**課題文:**
━━━━
中国:威馬汽車が春節ボーナス取り消し、「目標未達」理由 無料記事

 中国の電気自動車(EV)スタートアップ企業の威馬汽車技術有限公司(Weltmeister)は4日、2020年春節ボーナス(年終奨金)の支給見送りを社員に正式通知した。「重要業績評価指標(KPI)未達」を理由に挙げている。しかしながら従業員からは「KPI内容を事前に知らせされていない」といった声が上がるなど、会社説明に納得がいかないようだ。未来汽車日報などが4日付で伝えた。

 威馬の関係者によると、春節ボーナスは本来、給料3.5〜3.7カ月分に設定され、年間賃金支給額の3割程度に相当する。さらに雇用契約に示された「年度末月に給与2カ月分を支給する(13薪)」の取り決め内容を加味すれば、本来であれば春節に合わせて月給4.5カ月分のボーナスが支給されるはずだった。ただ、今年は春節ボーナス支給が取り消された上に、「13薪」制度に基づく給与2倍支給月も6月に延期されたという。
━━━━
**提供資料:**
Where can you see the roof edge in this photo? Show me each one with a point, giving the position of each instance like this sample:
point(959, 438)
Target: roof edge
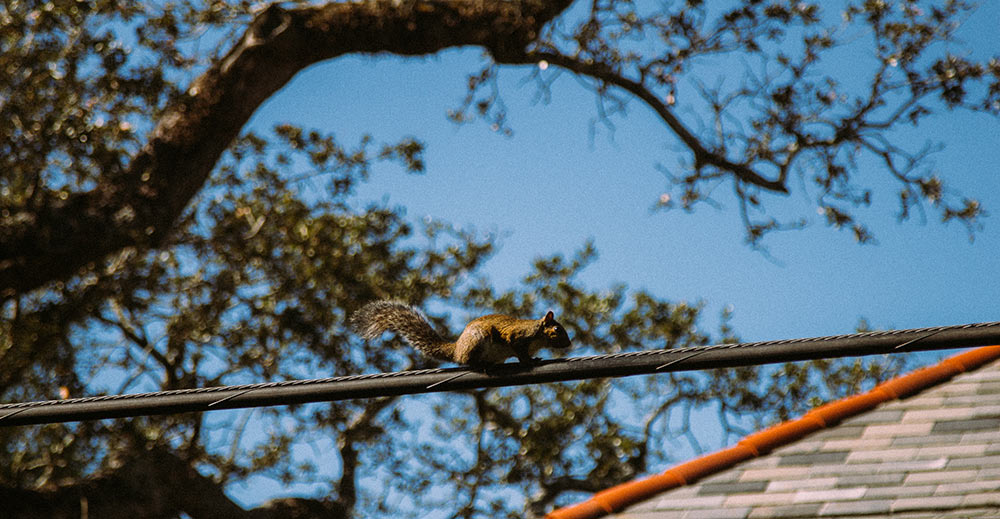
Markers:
point(763, 442)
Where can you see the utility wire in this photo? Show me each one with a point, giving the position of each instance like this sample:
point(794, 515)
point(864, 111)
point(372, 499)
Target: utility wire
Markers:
point(512, 374)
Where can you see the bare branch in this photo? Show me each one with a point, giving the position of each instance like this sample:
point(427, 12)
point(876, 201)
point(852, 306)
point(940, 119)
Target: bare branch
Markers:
point(55, 239)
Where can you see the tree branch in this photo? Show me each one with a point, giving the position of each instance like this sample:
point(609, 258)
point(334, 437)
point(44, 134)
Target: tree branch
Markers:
point(702, 155)
point(56, 238)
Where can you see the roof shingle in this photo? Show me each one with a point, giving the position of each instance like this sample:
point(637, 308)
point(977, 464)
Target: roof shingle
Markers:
point(933, 453)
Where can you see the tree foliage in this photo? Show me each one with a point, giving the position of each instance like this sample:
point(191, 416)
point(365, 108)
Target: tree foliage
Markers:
point(148, 242)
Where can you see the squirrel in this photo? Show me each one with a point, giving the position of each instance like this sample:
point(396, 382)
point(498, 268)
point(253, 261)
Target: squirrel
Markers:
point(486, 340)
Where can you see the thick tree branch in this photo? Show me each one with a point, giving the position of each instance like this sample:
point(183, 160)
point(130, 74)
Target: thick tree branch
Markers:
point(55, 239)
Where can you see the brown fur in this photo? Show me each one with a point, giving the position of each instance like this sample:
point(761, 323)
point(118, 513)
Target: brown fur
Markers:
point(490, 339)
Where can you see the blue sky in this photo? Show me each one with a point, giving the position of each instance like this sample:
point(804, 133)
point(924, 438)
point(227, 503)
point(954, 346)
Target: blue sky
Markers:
point(555, 184)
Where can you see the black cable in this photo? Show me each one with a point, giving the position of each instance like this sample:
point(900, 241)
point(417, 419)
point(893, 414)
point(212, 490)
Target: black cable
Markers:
point(435, 380)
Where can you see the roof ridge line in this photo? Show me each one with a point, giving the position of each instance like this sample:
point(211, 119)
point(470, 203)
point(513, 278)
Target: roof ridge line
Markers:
point(762, 442)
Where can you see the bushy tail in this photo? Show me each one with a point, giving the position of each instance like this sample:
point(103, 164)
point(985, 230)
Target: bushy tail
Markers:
point(378, 316)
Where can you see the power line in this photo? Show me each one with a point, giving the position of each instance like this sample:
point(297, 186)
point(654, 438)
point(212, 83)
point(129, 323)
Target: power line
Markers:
point(436, 380)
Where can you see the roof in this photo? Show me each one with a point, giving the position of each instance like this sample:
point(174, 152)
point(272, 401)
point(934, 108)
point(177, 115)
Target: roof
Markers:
point(925, 444)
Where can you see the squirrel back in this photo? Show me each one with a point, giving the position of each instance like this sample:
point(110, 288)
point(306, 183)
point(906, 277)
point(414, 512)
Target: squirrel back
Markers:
point(490, 339)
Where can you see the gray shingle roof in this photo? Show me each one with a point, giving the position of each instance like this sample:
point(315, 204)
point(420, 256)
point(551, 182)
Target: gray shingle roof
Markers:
point(935, 454)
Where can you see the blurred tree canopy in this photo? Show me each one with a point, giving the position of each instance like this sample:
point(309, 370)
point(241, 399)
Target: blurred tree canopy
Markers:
point(147, 241)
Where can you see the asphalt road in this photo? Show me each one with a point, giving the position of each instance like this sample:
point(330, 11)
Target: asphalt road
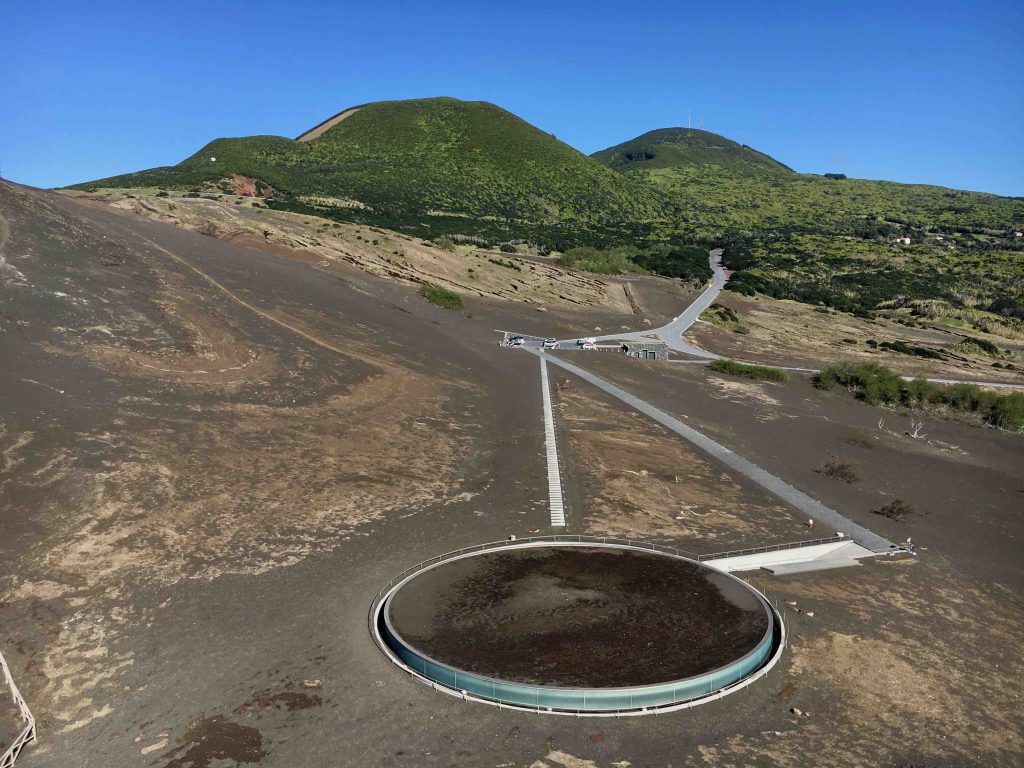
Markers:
point(672, 334)
point(810, 506)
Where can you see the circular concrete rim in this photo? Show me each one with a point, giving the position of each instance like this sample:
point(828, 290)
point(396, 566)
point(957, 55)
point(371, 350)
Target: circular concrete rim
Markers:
point(776, 629)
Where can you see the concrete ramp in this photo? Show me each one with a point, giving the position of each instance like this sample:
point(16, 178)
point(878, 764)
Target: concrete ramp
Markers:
point(832, 551)
point(805, 567)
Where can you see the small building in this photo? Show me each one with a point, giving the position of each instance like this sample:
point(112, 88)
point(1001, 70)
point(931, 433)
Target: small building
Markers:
point(646, 350)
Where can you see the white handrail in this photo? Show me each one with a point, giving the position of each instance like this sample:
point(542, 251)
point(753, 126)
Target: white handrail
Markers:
point(29, 732)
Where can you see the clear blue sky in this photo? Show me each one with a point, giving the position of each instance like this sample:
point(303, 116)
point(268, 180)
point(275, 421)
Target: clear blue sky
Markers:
point(924, 91)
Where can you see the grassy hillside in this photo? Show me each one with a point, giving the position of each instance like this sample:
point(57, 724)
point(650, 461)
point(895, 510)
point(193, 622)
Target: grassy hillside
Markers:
point(688, 147)
point(426, 162)
point(834, 241)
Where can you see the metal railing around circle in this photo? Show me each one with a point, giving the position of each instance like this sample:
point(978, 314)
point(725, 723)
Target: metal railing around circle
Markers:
point(567, 539)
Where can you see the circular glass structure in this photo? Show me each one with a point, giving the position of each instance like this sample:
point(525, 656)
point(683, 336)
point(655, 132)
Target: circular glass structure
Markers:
point(572, 627)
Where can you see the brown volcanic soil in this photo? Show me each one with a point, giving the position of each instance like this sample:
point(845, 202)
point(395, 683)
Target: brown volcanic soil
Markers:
point(579, 616)
point(222, 475)
point(646, 483)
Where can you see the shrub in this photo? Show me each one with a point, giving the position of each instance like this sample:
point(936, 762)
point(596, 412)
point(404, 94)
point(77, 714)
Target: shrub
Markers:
point(897, 510)
point(441, 296)
point(1008, 412)
point(751, 372)
point(964, 396)
point(724, 317)
point(923, 391)
point(870, 381)
point(840, 470)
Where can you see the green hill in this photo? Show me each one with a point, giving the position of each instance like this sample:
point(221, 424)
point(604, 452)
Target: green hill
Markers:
point(424, 161)
point(683, 147)
point(834, 241)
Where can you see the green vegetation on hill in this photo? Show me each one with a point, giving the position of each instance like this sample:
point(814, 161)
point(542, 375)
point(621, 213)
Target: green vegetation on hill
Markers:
point(833, 241)
point(427, 162)
point(685, 262)
point(680, 147)
point(879, 385)
point(734, 368)
point(473, 172)
point(442, 297)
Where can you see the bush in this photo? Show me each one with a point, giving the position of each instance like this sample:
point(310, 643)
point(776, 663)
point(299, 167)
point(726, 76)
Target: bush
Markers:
point(441, 296)
point(878, 385)
point(751, 372)
point(897, 510)
point(923, 391)
point(1008, 412)
point(964, 396)
point(870, 381)
point(844, 471)
point(724, 317)
point(599, 261)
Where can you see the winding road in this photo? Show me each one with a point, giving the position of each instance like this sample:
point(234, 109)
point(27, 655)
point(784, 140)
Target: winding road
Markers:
point(672, 334)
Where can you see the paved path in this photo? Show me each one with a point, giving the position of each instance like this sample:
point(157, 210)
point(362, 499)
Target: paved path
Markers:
point(672, 334)
point(809, 506)
point(551, 451)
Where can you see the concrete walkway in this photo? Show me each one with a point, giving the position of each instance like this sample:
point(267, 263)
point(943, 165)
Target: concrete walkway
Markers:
point(672, 334)
point(551, 453)
point(809, 506)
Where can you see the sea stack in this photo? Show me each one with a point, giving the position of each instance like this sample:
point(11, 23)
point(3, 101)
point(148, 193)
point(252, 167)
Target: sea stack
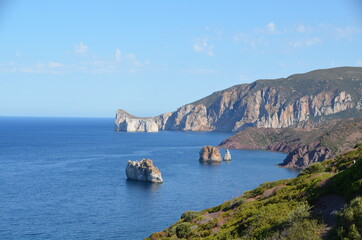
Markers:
point(227, 156)
point(210, 154)
point(144, 171)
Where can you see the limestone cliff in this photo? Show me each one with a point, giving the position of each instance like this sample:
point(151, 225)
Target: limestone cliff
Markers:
point(143, 170)
point(210, 154)
point(303, 146)
point(299, 100)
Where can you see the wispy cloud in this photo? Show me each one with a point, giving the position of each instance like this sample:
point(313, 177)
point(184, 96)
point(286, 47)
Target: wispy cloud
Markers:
point(42, 68)
point(200, 71)
point(250, 40)
point(81, 49)
point(202, 45)
point(271, 27)
point(301, 28)
point(305, 43)
point(118, 54)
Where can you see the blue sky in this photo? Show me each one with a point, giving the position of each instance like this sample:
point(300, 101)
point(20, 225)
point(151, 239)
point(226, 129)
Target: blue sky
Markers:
point(89, 58)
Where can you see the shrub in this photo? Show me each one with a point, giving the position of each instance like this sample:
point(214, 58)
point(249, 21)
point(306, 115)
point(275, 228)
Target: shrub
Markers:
point(314, 168)
point(190, 215)
point(183, 230)
point(349, 224)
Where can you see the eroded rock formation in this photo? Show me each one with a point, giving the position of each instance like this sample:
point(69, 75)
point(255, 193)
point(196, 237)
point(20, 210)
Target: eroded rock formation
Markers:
point(210, 154)
point(299, 100)
point(227, 156)
point(143, 170)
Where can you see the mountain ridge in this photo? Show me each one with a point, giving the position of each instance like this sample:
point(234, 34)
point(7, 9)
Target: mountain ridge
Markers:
point(298, 100)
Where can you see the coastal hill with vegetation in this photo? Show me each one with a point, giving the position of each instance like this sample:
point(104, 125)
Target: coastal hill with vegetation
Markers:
point(323, 202)
point(303, 146)
point(300, 100)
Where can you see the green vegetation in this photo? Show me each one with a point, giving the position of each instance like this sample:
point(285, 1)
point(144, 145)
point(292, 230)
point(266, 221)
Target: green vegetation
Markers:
point(284, 209)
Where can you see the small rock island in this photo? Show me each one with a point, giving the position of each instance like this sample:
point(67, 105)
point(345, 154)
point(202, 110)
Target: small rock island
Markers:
point(210, 154)
point(144, 171)
point(227, 156)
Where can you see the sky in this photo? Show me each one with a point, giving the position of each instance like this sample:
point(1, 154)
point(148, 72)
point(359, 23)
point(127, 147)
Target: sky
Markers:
point(89, 58)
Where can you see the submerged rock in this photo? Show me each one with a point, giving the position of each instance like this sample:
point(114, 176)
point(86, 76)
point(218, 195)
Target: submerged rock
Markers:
point(210, 154)
point(143, 170)
point(227, 156)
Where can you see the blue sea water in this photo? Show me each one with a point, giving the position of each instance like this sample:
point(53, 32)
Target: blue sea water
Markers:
point(64, 178)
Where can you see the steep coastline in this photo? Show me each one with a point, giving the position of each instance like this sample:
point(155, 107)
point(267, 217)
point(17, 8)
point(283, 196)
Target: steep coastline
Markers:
point(304, 207)
point(304, 146)
point(300, 100)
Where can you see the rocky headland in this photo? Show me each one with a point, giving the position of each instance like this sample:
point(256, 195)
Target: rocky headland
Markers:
point(293, 115)
point(210, 154)
point(143, 170)
point(300, 100)
point(303, 146)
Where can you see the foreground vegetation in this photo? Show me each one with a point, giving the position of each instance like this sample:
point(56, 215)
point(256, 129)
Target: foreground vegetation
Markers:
point(323, 202)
━━━━
**設問:**
a) 課題文によると、威馬汽車は春節ボーナスを支給しない理由として何を挙げているか。
b) 課題文の「威馬の関係者によると」で始まる段落を、主な事実を残したまま箇条書きにまとめなさい。
c) 課題文のうち、「中国の電気自動車(EV)スタ」から「車日報などが4日付で伝えた。」までを、両端の語句も含めて一字一句変えずに書き写しなさい。

**解答:**
a) 重要業績評価指標(KPI)の未達です。

b)
- 春節ボーナスは本来、給料3.5〜3.7カ月分で、年間賃金支給額の3割程度に当たる。
- 雇用契約の「13薪」(年度末月に給与2カ月分を支給)を加えると、春節には月給4.5カ月分が支給されるはずだった。
- 今年は春節ボーナスが取り消された。
- 「13薪」に基づく給与2倍支給月も6月に延期された。

c)
中国の電気自動車(EV)スタートアップ企業の威馬汽車技術有限公司(Weltmeister)は4日、2020年春節ボーナス(年終奨金)の支給見送りを社員に正式通知した。「重要業績評価指標(KPI)未達」を理由に挙げている。しかしながら従業員からは「KPI内容を事前に知らせされていない」といった声が上がるなど、会社説明に納得がいかないようだ。未来汽車日報などが4日付で伝えた。